Transcribe verbatim the lines in the entries below, starting with the line that contains "Exercise. Mark every instance of the white linen" and going on through the line that contains "[(533, 269), (239, 114)]", both included.

# Material supplied start

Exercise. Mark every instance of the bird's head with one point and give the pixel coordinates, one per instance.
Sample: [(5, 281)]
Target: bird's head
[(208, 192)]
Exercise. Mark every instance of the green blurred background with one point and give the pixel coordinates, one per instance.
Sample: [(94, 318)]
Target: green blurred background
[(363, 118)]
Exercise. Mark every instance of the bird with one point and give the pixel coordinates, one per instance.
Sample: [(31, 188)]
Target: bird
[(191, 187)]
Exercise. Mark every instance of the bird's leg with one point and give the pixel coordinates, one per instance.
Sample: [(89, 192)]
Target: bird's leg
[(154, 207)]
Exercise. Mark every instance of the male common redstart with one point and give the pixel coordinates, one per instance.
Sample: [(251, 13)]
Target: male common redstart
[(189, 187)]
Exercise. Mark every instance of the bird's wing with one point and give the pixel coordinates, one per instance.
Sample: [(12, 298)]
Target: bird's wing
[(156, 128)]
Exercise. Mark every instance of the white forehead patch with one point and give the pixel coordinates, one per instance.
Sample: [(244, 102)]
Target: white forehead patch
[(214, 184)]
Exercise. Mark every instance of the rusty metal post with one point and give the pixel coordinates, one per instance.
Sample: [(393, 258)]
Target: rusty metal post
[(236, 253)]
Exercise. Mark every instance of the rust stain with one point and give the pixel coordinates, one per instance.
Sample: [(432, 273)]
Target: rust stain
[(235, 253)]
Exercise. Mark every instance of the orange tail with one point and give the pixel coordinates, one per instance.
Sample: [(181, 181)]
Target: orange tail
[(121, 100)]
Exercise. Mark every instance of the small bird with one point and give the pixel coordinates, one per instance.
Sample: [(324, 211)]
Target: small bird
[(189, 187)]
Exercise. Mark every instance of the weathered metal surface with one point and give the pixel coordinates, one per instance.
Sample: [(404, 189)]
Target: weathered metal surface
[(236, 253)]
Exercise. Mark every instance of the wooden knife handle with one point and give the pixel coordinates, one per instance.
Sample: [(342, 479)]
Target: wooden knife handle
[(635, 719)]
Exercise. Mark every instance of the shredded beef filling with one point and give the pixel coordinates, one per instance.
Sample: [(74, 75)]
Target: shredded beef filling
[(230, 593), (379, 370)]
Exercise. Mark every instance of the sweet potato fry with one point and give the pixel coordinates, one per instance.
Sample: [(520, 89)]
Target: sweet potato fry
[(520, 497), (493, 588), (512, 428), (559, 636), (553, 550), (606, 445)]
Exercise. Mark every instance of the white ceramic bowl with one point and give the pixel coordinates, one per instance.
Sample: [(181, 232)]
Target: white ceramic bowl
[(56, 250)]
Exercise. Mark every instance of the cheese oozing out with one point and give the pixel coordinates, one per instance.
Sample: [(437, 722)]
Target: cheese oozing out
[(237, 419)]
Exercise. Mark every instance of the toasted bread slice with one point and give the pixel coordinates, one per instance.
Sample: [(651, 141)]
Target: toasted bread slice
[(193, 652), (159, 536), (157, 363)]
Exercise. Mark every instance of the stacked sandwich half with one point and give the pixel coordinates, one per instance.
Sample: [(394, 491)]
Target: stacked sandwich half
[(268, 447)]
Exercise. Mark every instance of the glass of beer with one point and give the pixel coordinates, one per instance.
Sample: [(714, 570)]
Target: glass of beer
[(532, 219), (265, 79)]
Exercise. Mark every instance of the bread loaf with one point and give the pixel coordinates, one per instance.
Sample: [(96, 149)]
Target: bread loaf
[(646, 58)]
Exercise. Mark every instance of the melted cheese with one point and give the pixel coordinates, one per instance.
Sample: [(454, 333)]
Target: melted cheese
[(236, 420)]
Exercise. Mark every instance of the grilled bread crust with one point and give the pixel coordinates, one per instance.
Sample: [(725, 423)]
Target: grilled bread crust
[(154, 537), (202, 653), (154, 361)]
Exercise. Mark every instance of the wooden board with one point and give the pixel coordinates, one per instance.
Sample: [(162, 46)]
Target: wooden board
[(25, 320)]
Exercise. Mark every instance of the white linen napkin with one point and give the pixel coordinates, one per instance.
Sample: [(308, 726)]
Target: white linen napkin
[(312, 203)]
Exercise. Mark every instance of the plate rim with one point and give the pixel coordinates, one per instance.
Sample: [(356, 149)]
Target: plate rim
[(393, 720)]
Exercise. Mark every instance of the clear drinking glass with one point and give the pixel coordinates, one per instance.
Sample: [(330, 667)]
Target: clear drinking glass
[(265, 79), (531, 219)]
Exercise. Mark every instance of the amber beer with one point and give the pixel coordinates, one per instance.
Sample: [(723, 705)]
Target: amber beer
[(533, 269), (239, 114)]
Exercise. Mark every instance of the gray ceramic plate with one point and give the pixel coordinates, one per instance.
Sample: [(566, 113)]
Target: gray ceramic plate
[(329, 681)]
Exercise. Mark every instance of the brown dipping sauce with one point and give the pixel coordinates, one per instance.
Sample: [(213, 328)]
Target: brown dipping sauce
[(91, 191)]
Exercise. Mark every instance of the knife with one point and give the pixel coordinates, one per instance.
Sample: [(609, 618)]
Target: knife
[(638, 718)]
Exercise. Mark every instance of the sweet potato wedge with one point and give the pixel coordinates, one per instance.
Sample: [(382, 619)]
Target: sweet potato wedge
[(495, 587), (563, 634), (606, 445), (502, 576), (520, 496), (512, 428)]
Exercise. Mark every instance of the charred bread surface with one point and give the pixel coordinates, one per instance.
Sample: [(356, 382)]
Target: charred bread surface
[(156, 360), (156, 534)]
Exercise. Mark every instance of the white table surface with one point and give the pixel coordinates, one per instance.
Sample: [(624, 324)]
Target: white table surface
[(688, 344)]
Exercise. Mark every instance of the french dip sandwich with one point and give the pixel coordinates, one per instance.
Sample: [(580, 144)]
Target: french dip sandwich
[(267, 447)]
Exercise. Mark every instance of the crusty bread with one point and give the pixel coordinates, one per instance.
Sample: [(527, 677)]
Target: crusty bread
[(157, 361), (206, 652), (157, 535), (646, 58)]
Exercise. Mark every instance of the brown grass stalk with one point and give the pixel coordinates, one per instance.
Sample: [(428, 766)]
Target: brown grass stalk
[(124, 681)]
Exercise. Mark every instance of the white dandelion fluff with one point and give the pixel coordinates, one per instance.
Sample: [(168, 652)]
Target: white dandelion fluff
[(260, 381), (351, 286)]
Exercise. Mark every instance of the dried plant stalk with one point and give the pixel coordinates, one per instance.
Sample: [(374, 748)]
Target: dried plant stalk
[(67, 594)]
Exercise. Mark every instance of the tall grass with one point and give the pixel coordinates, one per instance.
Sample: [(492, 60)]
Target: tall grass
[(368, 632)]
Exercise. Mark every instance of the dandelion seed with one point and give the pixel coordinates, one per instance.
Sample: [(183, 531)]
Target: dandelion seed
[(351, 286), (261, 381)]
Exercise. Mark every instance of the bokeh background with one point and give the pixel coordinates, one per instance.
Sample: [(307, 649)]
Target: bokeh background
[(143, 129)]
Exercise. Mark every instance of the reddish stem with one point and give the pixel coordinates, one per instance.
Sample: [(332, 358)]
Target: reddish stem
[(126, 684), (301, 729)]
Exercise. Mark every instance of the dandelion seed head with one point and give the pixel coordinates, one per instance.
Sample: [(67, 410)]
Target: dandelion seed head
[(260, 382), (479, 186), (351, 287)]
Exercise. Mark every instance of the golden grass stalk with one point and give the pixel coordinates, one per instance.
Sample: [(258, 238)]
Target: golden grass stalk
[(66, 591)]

# Material supplied end

### Written response
Exercise. Mark every instance of the white linen napkin with one point and give the pixel coordinates, one per instance.
Sample: [(308, 726)]
Target: white linen napkin
[(312, 203)]
Exercise. Mark every instance of the plate rim with one point and give the pixel coordinates, one per instance.
Sample: [(356, 149)]
Target: plate rim
[(393, 720)]
Exercise. Mark every instance of the clear drinking glass with one point and give the pixel coordinates, one per instance.
Sample: [(330, 667)]
Target: clear drinking glass
[(265, 79), (531, 219)]
Exercise. Mark every instance of the amber beer with one point and give the pixel coordinates, one per instance.
Sample: [(723, 705)]
Target: amber beer
[(533, 269), (239, 114)]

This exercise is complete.